A viral infection reshapes Arabidopsis water management via root hydraulics, 1 aquaporin downregulation and osmotic adjustment

Abstract

The effect of plant viruses on root water relations and on how roots and shoots coordinate under infection remains poorly understood. Using a hydroponic Arabidopsis thaliana–Turnip mosaic virus (TuMV) pathosystem, we integrated biometric, anatomical, hydraulic, and gas-exchange measurements to dissect how viral infection reshapes root–shoot water relations. TuMV impaired root development, as reflected by an early plateau of primary root elongation. At the functional level, infected plants exhibited a decrease in root hydraulic conductance per unit root mass, concomitant with transcriptional downregulation of root aquaporin genes. Despite this, the relative contribution of aquaporin-mediated water transport, assessed via sodium azide inhibition, remained unchanged, indicating that the virus downregulates total hydraulic capacity without altering the apoplastic–symplastic partitioning of water flow. Gas-exchange analysis revealed a virus-induced decoupling between stomatal conductance and net CO₂ assimilation, resulting in a non-adaptive increase in intrinsic water-use efficiency. This loss of photosynthetic plasticity, combined with shoot-localized osmotic adjustment (more negative leaf osmotic potential and higher relative water content), points to a constrained, suboptimal physiological state. Multivariate analysis confirmed that variation in physiological traits largely drives phenotypic divergence between treatments. Together, these coordinated alterations, reduced root hydraulics, rigid gas-exchange relationships and passive hydraulic matching to a stunted shoot, depict plants locked into a low-performance equilibrium, poorly equipped to compete for water and carbon. This work reveals a systemic hydraulic–photosynthetic reconfiguration that could account for compromises in plant resilience and resource competitiveness.

Highlight TuMV infection induces a coordinated whole-plant hydraulic reconfiguration characterized by premature growth arrest, reduced root hydraulic conductance, and decoupling of stomatal conductance from photosynthesis, resulting in a constrained physiological state.

Parts of the exercise:
1: According to the abstract, what method was used to assess the relative contribution of aquaporin-mediated water transport?
2: Revise the abstract's passage starting with "Highlight TuMV infection" and going on through "constrained physiological state." so that "early growth arrest" takes the place of "premature growth arrest".

Data extracted from a collection
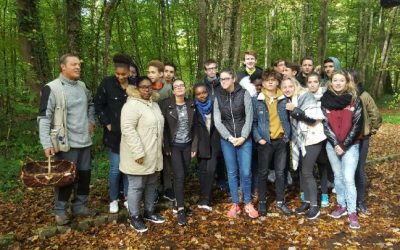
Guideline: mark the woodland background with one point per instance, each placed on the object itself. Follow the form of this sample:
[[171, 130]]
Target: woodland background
[[34, 33]]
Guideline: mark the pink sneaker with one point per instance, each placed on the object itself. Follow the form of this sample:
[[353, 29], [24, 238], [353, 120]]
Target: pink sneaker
[[251, 211], [233, 211]]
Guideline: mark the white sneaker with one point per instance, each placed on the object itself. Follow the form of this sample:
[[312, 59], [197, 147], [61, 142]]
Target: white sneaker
[[114, 207]]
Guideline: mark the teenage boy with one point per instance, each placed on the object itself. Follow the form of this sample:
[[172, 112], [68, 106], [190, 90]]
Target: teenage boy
[[331, 64], [271, 132], [250, 61], [169, 73], [211, 79], [307, 67], [291, 70], [155, 74]]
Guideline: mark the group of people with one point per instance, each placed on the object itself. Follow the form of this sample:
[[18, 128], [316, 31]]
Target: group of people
[[251, 123]]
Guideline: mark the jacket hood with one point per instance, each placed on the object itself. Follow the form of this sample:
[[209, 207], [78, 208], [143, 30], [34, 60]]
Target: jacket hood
[[133, 92], [336, 62], [279, 95]]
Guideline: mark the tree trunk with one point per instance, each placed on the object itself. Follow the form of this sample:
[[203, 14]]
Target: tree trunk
[[323, 31], [378, 88], [237, 33], [107, 22], [163, 23], [227, 37], [74, 26], [202, 36], [33, 47]]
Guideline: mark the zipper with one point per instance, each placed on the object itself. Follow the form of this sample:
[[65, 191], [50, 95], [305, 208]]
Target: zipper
[[233, 119]]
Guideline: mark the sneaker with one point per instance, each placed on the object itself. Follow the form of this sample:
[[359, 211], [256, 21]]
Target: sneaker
[[353, 219], [137, 223], [187, 210], [251, 211], [85, 212], [233, 211], [313, 213], [169, 194], [156, 196], [181, 217], [338, 212], [283, 207], [271, 176], [153, 217], [303, 208], [62, 220], [114, 207], [362, 208], [324, 200], [262, 208], [205, 205]]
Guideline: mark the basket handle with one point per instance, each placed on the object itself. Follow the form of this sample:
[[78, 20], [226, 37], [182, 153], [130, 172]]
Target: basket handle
[[49, 164]]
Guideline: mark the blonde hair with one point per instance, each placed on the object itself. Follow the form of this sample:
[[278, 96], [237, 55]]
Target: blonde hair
[[349, 88], [298, 89]]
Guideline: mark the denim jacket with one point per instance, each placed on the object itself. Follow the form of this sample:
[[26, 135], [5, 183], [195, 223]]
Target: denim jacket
[[261, 118]]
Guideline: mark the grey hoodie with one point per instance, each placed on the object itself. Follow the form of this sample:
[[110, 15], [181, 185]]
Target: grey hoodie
[[80, 111]]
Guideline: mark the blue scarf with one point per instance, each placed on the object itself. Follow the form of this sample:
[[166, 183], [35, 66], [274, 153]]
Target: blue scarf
[[204, 108]]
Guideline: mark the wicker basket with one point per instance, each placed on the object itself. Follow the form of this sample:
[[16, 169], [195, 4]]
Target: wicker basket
[[48, 173]]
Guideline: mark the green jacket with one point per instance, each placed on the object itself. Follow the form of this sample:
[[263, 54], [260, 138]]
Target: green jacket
[[371, 116]]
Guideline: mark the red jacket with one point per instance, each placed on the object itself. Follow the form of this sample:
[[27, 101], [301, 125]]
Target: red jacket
[[343, 127]]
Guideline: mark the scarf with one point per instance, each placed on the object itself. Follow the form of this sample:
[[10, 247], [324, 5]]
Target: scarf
[[204, 108], [309, 105], [332, 101]]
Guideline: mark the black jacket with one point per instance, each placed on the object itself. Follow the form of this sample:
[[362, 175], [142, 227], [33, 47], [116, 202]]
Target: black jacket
[[108, 102], [208, 142], [168, 109], [212, 86]]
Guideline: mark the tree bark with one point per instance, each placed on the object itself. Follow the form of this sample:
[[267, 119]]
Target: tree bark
[[74, 26], [202, 36], [227, 38], [323, 31], [33, 47], [107, 22], [237, 33], [378, 88]]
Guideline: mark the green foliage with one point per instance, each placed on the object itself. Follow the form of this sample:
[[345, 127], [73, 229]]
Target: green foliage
[[391, 118]]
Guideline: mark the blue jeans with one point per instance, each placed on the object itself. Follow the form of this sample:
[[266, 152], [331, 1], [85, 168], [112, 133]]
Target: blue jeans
[[242, 155], [344, 168], [115, 175]]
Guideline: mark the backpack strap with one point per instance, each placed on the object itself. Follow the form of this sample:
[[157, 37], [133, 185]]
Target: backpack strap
[[60, 111]]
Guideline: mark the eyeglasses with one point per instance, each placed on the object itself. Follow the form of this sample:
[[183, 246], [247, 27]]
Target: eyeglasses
[[148, 87], [179, 86], [225, 79]]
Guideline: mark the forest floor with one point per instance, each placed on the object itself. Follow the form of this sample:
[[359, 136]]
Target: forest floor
[[380, 229]]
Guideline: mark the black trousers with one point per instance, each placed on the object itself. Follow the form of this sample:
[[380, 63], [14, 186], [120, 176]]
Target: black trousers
[[276, 151], [180, 159], [309, 184], [324, 169]]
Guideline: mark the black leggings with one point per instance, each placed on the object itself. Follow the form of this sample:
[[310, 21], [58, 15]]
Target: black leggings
[[180, 158], [324, 169], [309, 184]]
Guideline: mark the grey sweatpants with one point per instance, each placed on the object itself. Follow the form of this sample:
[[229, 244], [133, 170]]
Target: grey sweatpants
[[81, 158], [139, 184]]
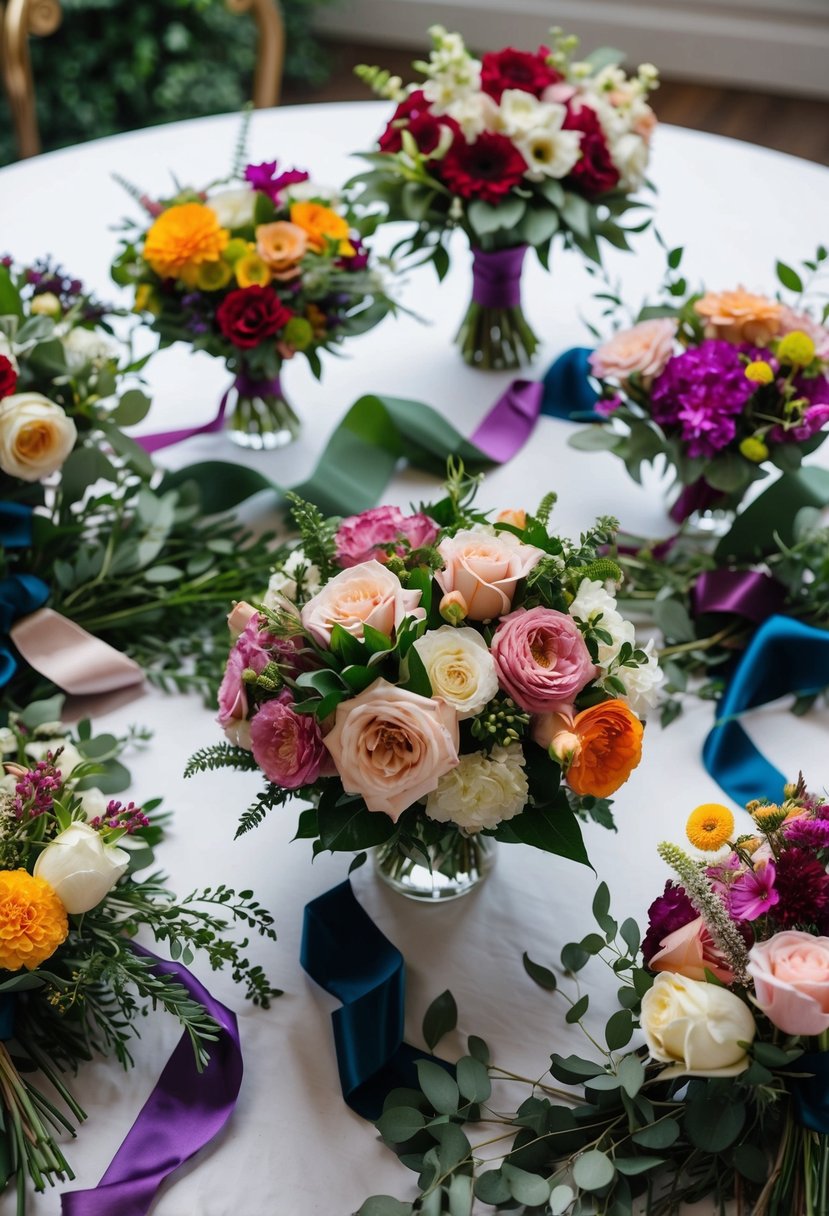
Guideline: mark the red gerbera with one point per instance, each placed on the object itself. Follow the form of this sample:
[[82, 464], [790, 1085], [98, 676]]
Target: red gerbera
[[517, 69], [486, 169]]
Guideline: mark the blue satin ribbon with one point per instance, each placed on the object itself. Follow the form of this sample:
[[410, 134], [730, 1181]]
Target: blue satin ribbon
[[347, 955], [783, 657]]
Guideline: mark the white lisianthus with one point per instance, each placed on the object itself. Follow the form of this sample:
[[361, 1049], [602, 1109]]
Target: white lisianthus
[[79, 867], [483, 791], [460, 668], [695, 1028]]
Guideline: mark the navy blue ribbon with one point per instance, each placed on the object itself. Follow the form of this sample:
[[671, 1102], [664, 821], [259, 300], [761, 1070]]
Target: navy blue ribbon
[[783, 657]]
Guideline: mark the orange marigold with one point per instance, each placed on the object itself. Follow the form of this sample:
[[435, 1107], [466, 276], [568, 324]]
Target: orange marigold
[[33, 922], [182, 237], [609, 748]]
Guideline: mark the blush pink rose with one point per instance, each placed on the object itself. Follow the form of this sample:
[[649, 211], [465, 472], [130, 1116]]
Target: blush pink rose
[[644, 349], [365, 536], [287, 747], [392, 747], [485, 569], [362, 595], [790, 974], [689, 951], [542, 659]]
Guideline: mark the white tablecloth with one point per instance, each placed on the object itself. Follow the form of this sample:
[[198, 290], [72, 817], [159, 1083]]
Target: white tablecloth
[[293, 1148]]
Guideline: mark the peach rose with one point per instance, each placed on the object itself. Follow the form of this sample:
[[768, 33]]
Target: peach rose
[[739, 316], [644, 349], [790, 974], [485, 569], [281, 246], [362, 595], [392, 747]]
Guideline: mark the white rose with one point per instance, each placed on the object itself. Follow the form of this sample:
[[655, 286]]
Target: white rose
[[483, 791], [79, 867], [695, 1028], [460, 668], [35, 435]]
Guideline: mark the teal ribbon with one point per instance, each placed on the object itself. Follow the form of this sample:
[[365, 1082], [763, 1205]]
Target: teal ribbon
[[783, 657]]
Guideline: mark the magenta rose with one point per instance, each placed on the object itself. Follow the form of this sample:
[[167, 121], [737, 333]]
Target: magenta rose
[[365, 536], [287, 747], [542, 659]]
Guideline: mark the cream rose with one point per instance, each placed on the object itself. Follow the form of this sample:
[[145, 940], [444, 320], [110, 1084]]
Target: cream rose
[[460, 668], [485, 567], [35, 435], [695, 1028], [392, 747], [364, 595]]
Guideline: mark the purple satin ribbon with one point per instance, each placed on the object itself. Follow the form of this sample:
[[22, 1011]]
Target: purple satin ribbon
[[181, 1115], [746, 594], [496, 276], [244, 387]]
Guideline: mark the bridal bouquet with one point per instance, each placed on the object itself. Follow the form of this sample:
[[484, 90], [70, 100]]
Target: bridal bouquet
[[512, 148], [726, 1098], [254, 269], [725, 386], [75, 888], [433, 681]]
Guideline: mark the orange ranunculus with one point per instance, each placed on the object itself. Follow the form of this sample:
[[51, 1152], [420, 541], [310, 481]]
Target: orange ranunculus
[[609, 748], [33, 921], [181, 238], [739, 316], [282, 246], [321, 224]]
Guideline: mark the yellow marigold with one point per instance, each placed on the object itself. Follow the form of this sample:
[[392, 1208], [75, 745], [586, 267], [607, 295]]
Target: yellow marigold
[[33, 922], [184, 236], [710, 826], [322, 224]]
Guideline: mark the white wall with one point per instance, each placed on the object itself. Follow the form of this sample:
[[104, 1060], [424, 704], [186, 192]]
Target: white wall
[[773, 45]]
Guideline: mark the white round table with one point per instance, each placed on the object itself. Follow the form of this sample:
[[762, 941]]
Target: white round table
[[293, 1147]]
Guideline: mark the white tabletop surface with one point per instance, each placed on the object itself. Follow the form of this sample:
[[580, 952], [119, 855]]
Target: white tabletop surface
[[293, 1148]]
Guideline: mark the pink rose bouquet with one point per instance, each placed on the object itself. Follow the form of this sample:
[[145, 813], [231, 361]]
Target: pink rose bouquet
[[398, 668], [514, 148]]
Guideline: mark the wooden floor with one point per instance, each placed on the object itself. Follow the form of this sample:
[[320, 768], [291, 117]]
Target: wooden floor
[[798, 125]]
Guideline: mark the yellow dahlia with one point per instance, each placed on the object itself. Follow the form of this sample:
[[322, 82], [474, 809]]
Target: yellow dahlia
[[33, 922]]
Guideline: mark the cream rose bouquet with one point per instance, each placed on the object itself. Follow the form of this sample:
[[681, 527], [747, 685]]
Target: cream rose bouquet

List of solutions:
1: Sodium azide inhibition.

2:
Highlight TuMV infection induces a coordinated whole-plant hydraulic reconfiguration characterized by early growth arrest, reduced root hydraulic conductance, and decoupling of stomatal conductance from photosynthesis, resulting in a constrained physiological state.